**Requests:**
1. From the WordNet synsets passage, output the span starting with "These have been" and going on through "convey similar emotions.", copied word for word.
2. In the WordNet synsets passage, which synset relationship is said to be used primarily for verbs?

**Source extract:**
Many of the metadata items we have are lists of synsets (often empty). 
These have been accessed via the `wordnet_collection_meta` dataframe
and can be used to connect some synsets to other synsets, therefore some words to other words.

In WordNet, a **synset** (short for "synonym set") is a group of words that share the same meaning or concept. Think of it as a cluster of synonyms that can be used interchangeably in certain contexts without changing the overall meaning. For example, the words "happy," "joyful," and "elated" might belong to the same synset because they convey similar emotions.

The synset relationships are as follows:

* **attributes**: These are qualities or characteristics associated with a synset. *Example*: For the synset representing "banana," an attribute might be "yellow."
* **causes**: This relationship indicates that one synset brings about or results in another. *Example*: "Tickling" (synset) causes "laughter" (synset).
* **entailments**: Primarily used for verbs, this relationship means that one action logically necessitates another. *Example*: If someone is "snoring," it entails that they are "sleeping."
* **hypernyms**: A hypernym is a more general term that encompasses more specific instances. *Example*: "Vehicle" is a hypernym of "car."

**Collected data:**

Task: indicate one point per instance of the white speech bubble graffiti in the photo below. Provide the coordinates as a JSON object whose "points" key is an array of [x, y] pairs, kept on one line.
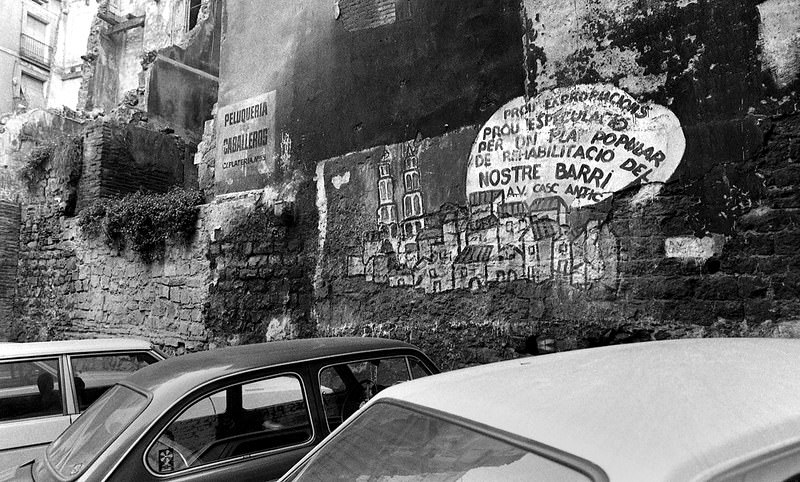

**Solutions to the exercise:**
1.
These have been accessed via the `wordnet_collection_meta` dataframe
and can be used to connect some synsets to other synsets, therefore some words to other words.

In WordNet, a **synset** (short for "synonym set") is a group of words that share the same meaning or concept. Think of it as a cluster of synonyms that can be used interchangeably in certain contexts without changing the overall meaning. For example, the words "happy," "joyful," and "elated" might belong to the same synset because they convey similar emotions.

2. Entailments.